---------- Stored data
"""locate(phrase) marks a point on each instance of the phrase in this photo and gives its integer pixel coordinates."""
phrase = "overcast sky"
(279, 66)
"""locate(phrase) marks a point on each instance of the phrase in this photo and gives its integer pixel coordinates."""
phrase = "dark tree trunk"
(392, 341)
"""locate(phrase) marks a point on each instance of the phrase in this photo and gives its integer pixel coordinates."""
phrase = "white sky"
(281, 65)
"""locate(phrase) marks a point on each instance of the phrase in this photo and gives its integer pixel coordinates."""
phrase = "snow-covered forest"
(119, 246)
--------------------
Given exercise
Please rewrite the rows above, substituting "whole-number" for every "integer" and leaving everything else the same.

Completed exercise
"""locate(phrase) marks a point on each instance of the phrase in this photo and gives its whole-number pixel coordinates."""
phrase = "overcast sky"
(279, 66)
"""locate(phrase) marks a point on each instance of the phrase in this photo and gives its whole-number pixel coordinates."""
phrase = "dark tree trunk"
(392, 341)
"""locate(phrase) marks a point on each instance of the phrase in this photo and gives its whole-number pixel coordinates."""
phrase = "white sky"
(281, 65)
"""locate(phrase) marks a point on each instance of the phrase in this photo and gives its whole-number pixel coordinates."""
phrase = "snow-covered forest"
(119, 246)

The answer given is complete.